Point localization data:
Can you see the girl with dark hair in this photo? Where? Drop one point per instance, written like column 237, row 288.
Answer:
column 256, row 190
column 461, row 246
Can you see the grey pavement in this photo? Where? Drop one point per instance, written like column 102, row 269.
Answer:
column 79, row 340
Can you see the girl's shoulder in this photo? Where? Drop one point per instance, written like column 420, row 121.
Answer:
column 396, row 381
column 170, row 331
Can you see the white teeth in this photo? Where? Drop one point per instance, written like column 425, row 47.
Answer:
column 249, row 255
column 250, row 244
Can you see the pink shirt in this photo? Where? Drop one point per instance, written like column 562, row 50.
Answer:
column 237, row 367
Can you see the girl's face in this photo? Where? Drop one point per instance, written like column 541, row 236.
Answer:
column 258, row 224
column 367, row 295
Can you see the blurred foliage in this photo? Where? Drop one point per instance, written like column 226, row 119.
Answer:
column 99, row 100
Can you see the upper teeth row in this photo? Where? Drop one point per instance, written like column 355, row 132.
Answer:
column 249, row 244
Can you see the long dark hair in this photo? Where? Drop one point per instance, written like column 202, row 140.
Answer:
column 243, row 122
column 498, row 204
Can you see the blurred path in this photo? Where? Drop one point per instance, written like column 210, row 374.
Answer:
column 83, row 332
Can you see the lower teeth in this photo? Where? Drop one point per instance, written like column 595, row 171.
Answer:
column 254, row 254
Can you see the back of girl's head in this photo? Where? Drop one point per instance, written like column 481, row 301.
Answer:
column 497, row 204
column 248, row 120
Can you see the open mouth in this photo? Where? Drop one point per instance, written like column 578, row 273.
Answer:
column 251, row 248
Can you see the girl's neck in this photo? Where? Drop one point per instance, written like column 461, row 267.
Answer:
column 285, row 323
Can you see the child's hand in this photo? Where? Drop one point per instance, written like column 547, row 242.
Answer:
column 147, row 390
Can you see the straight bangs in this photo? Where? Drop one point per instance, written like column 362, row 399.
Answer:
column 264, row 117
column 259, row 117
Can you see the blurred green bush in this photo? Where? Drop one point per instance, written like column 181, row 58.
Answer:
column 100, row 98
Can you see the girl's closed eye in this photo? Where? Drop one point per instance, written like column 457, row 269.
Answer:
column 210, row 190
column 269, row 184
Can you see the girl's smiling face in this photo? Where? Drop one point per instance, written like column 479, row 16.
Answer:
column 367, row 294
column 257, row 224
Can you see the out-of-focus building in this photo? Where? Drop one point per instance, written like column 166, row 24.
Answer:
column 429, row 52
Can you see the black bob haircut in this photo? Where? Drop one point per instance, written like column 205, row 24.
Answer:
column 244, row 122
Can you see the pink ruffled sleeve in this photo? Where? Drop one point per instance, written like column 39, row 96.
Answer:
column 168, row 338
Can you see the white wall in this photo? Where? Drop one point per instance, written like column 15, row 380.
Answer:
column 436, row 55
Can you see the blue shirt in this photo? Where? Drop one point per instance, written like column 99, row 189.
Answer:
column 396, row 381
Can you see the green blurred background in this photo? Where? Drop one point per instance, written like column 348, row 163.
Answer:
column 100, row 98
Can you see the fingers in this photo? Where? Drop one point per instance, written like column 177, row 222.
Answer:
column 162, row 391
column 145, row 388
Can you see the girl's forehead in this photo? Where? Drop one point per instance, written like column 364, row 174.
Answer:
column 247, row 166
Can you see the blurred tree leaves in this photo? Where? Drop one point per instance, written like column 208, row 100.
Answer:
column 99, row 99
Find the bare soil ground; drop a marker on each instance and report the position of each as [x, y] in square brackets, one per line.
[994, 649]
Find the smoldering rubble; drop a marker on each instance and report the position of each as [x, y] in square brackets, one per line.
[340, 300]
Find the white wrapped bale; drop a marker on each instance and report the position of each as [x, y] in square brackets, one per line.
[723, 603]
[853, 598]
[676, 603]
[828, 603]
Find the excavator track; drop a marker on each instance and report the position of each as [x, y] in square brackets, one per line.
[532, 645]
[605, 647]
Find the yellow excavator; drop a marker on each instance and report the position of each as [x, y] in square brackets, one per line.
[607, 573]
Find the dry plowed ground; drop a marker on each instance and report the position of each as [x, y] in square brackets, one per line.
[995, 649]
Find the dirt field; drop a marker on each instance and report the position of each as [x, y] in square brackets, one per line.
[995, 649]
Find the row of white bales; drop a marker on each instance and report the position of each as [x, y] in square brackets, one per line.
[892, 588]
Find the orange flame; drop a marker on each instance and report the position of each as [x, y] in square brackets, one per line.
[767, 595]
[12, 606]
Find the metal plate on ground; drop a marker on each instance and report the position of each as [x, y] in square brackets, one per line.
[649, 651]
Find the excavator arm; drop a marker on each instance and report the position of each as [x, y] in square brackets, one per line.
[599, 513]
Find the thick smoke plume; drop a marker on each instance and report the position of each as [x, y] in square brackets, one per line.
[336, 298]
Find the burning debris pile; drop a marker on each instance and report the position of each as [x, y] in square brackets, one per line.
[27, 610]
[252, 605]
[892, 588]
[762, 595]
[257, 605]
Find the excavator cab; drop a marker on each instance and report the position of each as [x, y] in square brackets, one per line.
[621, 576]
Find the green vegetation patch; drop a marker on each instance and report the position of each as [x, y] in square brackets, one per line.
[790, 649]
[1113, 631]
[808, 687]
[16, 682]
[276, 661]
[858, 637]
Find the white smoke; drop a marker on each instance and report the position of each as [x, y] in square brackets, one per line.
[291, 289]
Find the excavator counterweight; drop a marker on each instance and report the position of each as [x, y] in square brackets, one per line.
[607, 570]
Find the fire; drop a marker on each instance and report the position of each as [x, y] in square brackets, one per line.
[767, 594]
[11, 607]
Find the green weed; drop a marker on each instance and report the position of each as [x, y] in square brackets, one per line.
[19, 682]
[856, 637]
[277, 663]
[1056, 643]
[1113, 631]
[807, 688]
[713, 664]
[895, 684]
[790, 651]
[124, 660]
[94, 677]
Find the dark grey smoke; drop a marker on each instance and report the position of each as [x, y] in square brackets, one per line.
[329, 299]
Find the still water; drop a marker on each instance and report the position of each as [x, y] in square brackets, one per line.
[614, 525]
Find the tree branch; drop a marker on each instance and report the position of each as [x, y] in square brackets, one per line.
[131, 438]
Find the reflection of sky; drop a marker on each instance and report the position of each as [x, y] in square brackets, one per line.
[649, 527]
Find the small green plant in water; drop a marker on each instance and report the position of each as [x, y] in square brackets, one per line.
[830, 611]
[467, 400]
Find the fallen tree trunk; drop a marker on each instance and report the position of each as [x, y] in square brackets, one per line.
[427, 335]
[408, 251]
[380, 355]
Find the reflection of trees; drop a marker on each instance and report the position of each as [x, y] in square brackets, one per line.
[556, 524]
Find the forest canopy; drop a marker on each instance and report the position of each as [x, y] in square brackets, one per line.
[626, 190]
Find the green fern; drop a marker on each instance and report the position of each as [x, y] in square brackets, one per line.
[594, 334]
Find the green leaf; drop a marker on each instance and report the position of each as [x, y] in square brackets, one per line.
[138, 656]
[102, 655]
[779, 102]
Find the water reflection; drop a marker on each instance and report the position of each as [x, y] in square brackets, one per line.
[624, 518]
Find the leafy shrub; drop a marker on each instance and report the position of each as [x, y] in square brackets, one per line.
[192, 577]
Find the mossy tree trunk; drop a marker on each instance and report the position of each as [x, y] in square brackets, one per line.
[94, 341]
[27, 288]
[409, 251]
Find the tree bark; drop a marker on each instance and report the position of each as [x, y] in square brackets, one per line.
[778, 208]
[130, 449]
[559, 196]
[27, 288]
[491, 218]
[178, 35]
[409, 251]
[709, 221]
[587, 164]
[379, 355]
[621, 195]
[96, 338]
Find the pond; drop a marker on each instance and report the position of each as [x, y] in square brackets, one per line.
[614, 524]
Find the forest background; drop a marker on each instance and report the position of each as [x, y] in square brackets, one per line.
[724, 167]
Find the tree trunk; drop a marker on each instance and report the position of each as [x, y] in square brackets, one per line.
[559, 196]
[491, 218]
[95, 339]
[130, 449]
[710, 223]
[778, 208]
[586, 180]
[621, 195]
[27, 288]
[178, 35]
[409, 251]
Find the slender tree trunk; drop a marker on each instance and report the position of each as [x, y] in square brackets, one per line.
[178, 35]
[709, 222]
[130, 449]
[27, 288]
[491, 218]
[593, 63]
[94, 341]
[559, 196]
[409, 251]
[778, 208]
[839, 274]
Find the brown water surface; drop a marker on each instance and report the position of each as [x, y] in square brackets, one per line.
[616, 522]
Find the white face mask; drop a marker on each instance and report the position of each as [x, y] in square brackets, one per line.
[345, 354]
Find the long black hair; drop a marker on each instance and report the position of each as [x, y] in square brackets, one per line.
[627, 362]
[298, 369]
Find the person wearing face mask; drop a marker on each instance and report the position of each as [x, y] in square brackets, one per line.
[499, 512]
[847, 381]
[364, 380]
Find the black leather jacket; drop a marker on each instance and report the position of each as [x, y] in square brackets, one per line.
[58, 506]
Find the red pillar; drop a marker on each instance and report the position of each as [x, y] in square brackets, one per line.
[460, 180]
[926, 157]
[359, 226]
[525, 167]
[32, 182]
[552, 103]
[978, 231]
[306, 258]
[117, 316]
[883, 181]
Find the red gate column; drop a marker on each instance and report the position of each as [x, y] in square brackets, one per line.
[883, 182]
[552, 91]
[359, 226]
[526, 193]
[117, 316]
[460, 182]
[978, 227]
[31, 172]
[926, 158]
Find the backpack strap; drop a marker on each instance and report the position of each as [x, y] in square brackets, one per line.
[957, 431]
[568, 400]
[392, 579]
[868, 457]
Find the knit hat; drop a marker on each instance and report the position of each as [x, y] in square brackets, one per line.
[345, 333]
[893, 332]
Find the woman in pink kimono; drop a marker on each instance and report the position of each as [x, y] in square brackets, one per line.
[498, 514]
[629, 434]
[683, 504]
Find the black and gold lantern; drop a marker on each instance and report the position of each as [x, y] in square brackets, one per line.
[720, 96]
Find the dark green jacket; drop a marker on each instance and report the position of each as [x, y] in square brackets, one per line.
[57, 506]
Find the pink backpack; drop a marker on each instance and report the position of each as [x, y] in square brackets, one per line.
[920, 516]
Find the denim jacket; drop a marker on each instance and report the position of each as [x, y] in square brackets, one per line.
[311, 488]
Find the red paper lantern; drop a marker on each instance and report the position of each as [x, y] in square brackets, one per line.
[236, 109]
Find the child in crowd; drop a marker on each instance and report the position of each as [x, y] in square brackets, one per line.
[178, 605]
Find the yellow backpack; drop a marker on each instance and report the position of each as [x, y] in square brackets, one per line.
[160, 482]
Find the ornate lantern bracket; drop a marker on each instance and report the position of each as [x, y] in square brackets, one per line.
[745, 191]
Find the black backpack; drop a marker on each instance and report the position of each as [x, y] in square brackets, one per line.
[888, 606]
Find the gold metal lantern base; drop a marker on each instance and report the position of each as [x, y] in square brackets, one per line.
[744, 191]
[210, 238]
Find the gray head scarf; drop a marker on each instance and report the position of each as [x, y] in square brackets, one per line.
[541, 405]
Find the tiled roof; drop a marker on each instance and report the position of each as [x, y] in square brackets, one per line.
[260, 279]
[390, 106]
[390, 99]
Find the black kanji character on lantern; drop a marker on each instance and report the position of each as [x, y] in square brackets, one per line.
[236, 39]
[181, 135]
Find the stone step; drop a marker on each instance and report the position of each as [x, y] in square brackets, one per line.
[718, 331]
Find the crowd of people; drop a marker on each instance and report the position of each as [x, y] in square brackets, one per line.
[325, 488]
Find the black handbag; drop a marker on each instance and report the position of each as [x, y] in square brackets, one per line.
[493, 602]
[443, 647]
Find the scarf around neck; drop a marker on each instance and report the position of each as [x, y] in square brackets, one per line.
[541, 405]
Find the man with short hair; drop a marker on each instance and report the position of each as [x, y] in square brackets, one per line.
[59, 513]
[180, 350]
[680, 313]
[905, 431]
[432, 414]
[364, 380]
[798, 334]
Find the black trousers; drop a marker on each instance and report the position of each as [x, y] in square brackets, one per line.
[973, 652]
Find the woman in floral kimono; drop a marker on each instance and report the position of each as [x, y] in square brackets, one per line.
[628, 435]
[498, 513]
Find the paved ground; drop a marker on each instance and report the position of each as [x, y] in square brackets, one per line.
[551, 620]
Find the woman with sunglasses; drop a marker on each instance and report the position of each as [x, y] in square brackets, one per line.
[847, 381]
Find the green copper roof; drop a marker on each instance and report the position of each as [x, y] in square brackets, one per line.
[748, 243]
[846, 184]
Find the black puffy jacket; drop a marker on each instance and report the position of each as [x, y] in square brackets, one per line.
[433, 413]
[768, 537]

Exercise instructions: Nothing beyond the line that contains "Can you see the long" belongs in the answer; reproduce the entries exactly from their first line through it.

Exercise output:
Can you see the girl with dark hair in this photo? Where? Drop one point per instance, written like column 237, row 288.
Answer:
column 256, row 190
column 461, row 246
Can you see the grey pavement in this photo? Where? Drop one point per instance, written like column 102, row 269.
Answer:
column 79, row 340
Can you see the girl's shoulder in this photo? Where? Drop one point per instance, written like column 420, row 121.
Answer:
column 396, row 381
column 170, row 331
Can you see the white teeth in this photo? Where? Drop one point per instance, written like column 425, row 47.
Answer:
column 249, row 255
column 250, row 244
Can you see the pink shirt in this photo? Where? Drop one point per instance, written like column 562, row 50.
Answer:
column 237, row 367
Can you see the girl's face in this photo? Where? Drop one point per instance, written like column 541, row 236.
Answer:
column 258, row 224
column 367, row 295
Can you see the blurred foliage in this photo? Where? Drop one point per instance, written like column 226, row 119.
Answer:
column 99, row 100
Can you see the upper teeth row in this photo? Where? Drop one point per instance, written like column 355, row 132.
Answer:
column 249, row 244
Can you see the long dark hair in this photo? Where? Drop one point per instance, written like column 202, row 140.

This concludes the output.